**Schriftliche Aufgabe 1**
Fasse den Text über 360°-Sound in VR-Videos in zwei Sätzen zusammen.

**Textauszug**
::::

Einen der wichtigsten Punkte, den man als Content Producer für Virtual Reality Videos beachten muss, ist die Frage, wohin letztendlich der Zuschauer überhaupt schauen wird, wenn er die VR-Brille auf hat. Eine der effektivsten Methoden, um den Blick zu beeinflussen, ist die Nutzung von 360° Sound bei der Vertonung.
Bei Messen und Vorträgen sehe ich immer wieder – und ich zähle mich da mit: es gibt viele Vermutungen, doch ob der VR-Konsument der Story komplett folgen konnte oder etwas übersehen hat, wird selten überprüft. Was man bräuchte, ist also eine Versuchsreihe, bei der Spatial Audio mit Statischem Sound verglichen wird, und in wie weit sich Versuchsgruppen unterscheiden – am besten mit einer 360° Heatmap.

::::

**Schriftliche Aufgabe 2**
Übertrage aus den Zeilen unten den Abschnitt zwischen der Zeile mit „Shelf-audit tagging: for every instance of the dark cloud“ und der Zeile mit „x=1156, y=561“, beide eingeschlossen, in eine nummerierte Liste ohne Leerzeilen.

::::

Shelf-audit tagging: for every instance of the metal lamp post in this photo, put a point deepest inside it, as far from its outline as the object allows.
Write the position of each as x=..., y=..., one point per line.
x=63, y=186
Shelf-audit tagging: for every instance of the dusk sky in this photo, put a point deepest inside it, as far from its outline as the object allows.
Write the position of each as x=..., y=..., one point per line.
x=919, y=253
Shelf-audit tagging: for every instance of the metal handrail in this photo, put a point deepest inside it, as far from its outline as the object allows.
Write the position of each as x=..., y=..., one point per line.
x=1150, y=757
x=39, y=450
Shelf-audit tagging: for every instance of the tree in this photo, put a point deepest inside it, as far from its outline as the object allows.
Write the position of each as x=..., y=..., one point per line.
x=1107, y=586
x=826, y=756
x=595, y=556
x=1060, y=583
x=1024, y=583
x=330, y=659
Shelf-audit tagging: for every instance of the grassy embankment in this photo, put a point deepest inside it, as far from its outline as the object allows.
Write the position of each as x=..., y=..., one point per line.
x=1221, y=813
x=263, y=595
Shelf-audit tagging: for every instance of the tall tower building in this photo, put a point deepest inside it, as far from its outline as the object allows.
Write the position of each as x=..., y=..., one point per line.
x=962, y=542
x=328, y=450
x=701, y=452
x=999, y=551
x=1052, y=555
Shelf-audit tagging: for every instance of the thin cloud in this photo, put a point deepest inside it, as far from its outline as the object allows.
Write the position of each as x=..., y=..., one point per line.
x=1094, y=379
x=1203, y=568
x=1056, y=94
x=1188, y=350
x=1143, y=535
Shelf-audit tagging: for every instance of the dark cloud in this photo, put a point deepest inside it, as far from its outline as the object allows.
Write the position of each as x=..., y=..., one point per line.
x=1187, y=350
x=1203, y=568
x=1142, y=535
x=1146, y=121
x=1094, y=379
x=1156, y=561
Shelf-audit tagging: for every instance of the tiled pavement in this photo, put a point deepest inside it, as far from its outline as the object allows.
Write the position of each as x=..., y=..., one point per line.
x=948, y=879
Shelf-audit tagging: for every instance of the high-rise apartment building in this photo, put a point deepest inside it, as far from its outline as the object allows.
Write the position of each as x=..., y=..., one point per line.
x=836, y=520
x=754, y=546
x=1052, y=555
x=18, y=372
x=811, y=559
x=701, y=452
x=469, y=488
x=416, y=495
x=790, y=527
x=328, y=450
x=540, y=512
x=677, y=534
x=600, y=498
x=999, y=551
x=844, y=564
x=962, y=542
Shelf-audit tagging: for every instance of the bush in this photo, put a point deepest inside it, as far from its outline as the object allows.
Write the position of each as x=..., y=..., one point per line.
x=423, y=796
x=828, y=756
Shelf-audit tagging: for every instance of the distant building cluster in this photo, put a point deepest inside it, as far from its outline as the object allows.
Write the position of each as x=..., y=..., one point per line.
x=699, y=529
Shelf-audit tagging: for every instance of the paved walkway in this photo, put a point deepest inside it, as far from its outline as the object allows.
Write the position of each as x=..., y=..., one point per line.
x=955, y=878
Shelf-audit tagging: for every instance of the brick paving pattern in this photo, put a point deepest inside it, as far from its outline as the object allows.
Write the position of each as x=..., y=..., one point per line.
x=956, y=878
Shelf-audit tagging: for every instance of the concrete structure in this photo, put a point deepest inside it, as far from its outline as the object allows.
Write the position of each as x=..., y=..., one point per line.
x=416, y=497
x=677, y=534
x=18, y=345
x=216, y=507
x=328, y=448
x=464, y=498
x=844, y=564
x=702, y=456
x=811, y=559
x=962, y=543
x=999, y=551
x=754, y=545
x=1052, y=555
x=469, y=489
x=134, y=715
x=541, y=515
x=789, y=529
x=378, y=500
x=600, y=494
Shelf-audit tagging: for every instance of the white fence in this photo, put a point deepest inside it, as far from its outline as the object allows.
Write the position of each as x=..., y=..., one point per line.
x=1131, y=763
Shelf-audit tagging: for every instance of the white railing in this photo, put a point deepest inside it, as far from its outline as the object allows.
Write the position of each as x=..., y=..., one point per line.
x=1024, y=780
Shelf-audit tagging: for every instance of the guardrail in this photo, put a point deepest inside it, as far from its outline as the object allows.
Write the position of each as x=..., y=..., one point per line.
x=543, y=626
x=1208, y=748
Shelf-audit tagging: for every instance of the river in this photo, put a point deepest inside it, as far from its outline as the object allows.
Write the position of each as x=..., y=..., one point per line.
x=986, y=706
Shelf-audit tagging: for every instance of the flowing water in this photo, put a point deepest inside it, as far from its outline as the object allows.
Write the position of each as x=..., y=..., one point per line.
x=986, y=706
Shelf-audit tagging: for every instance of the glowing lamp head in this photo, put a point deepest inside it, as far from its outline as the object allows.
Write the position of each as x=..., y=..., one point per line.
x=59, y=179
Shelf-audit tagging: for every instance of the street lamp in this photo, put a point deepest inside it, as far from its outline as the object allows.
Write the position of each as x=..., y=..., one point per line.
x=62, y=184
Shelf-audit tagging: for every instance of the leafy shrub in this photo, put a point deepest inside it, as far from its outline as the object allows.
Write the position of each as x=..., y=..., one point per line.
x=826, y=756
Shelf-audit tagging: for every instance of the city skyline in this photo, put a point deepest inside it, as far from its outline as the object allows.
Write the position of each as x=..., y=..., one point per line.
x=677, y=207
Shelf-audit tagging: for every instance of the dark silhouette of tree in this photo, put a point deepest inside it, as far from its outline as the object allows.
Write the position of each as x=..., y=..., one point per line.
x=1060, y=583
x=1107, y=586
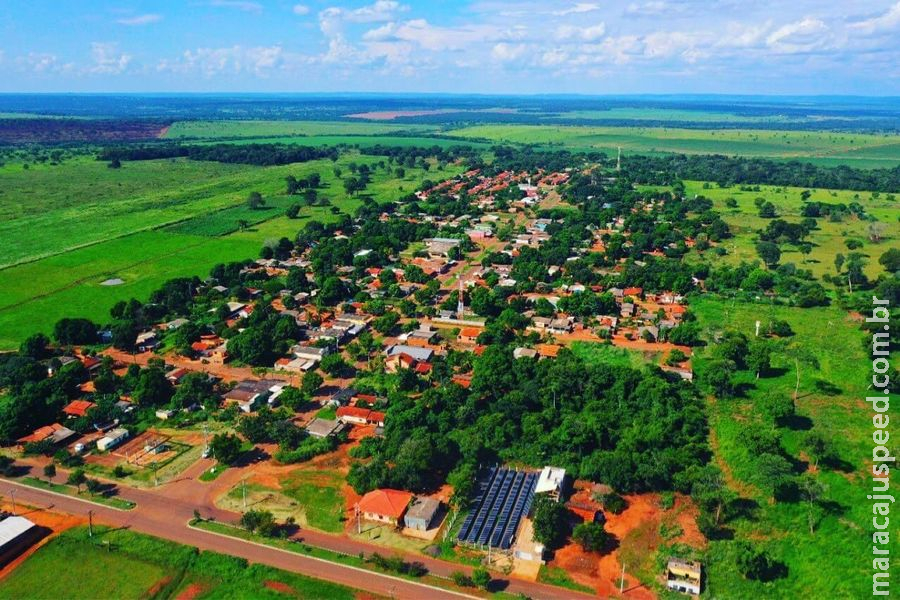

::::

**Vollständige Ausgabe 1**
Für Produzenten von VR-Videos ist entscheidend, wohin der Zuschauer mit der VR-Brille schauen wird, und 360°-Sound bei der Vertonung ist eine der wirksamsten Methoden, den Blick zu beeinflussen. Ob der Zuschauer der Story ganz folgen konnte oder etwas übersehen hat, wird jedoch selten überprüft, daher bräuchte es eine Versuchsreihe, die Spatial Audio mit statischem Sound vergleicht, am besten mit einer 360°-Heatmap.

**Vollständige Ausgabe 2**
1. Shelf-audit tagging: for every instance of the dark cloud in this photo, put a point deepest inside it, as far from its outline as the object allows.
2. Write the position of each as x=..., y=..., one point per line.
3. x=1187, y=350
4. x=1203, y=568
5. x=1142, y=535
6. x=1146, y=121
7. x=1094, y=379
8. x=1156, y=561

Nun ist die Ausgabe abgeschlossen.